* **Task item**
Apart from the images, reproduce all of the data word for word.

======== Available data

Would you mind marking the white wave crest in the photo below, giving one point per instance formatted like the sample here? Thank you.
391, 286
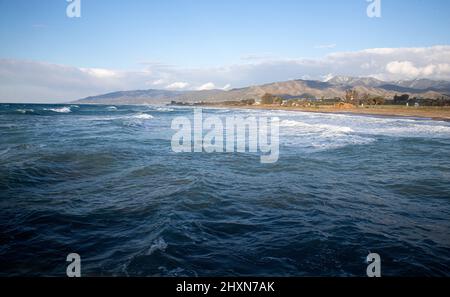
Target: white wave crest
60, 110
165, 109
24, 111
142, 116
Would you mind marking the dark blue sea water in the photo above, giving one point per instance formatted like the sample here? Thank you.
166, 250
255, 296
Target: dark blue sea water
103, 182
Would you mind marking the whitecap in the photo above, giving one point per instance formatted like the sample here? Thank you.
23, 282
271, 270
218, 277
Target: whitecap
60, 110
142, 116
24, 111
164, 109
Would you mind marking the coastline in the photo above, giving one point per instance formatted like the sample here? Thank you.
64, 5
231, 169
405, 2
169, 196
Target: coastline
433, 113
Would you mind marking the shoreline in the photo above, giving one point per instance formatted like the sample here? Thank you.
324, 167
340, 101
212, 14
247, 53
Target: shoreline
432, 113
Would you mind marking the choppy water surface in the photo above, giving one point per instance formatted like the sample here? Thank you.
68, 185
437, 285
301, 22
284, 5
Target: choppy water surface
103, 182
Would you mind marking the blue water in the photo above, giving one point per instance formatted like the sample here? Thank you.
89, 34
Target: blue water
103, 182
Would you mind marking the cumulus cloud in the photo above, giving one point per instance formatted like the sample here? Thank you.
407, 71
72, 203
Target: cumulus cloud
179, 85
207, 86
325, 46
32, 81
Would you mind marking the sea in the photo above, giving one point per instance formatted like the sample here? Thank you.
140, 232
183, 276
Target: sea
103, 182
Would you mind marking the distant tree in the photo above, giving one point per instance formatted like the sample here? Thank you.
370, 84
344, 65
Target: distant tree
403, 99
351, 96
267, 98
378, 100
278, 100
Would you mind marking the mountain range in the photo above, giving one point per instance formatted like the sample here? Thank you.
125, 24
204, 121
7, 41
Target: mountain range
331, 88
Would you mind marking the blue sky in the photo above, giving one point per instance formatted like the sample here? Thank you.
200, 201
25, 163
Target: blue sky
121, 34
204, 44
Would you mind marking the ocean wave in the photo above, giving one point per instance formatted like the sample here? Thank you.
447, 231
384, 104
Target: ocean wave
64, 109
164, 109
25, 111
158, 245
142, 116
316, 127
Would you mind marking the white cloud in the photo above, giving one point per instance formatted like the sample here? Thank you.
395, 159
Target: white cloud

================

* **Solution to this exercise**
Would you mind marking the white wave crest in the photo below, giving one point per instance formatted like the sample here? Thank you.
391, 286
Target: white wave crest
60, 110
165, 109
24, 111
142, 116
Would you mind marking the dark blue sea water in the photo above, giving one point per instance formatted like the sample here? Thank you.
166, 250
255, 296
Target: dark blue sea water
103, 182
Would you mind marking the whitecap in the photo above, giving one point per instance formatted like the sample here? Thank you.
23, 282
271, 270
218, 277
Target: whitecap
60, 110
142, 116
24, 111
164, 109
Would you mind marking the coastline in the photo above, giving one point per instance formatted like the sample here? Thank you.
64, 5
231, 169
405, 2
169, 196
Target: coastline
433, 113
Would you mind marking the shoreline in the photo above, giving one point per instance formatted like the sample here? Thank you.
324, 167
340, 101
212, 14
247, 53
Target: shoreline
432, 113
Would you mind marking the choppy water surface in the photo above, giving one point per instance formatted like the sample here? Thank you.
68, 185
437, 285
301, 22
284, 5
Target: choppy water surface
103, 182
Would you mind marking the blue water in the photo above, giving one point per instance formatted like the sample here? Thank you.
89, 34
Target: blue water
103, 182
Would you mind marking the cumulus cloud in the photo above, giving one point per instance formatted like the sample here? Thank you.
407, 71
72, 203
Target: cumulus cloud
179, 85
207, 86
325, 46
32, 81
Would you mind marking the sea in the photo above, giving one point per instance formatted like the sample here? Thank you.
140, 232
183, 276
Target: sea
103, 182
Would you mind marking the distant tree in the photo above, giving one point per instance formatted like the sample here? Thank you.
370, 84
344, 65
Target: distant tree
403, 99
351, 96
267, 98
378, 100
278, 100
Would you mind marking the mountain range in the photo above, giving one point per instance formatted like the sample here? Thank you.
125, 24
204, 121
7, 41
Target: mountain range
331, 88
Would you mind marking the blue sky in the photo above, giving one point per instance formatted like the sample here? Thank you.
200, 201
25, 163
Target: blue sky
121, 34
204, 44
Would you mind marking the ocean wave in the photo above, giving one point per instance formatted like the sample here? Thank you.
447, 231
384, 104
Target: ocean wave
64, 109
164, 109
25, 111
158, 245
142, 116
316, 127
Would you mind marking the white cloud in the photo above, giving one point per instance formatted like the sample here? Thank you.
395, 159
Target: white cloud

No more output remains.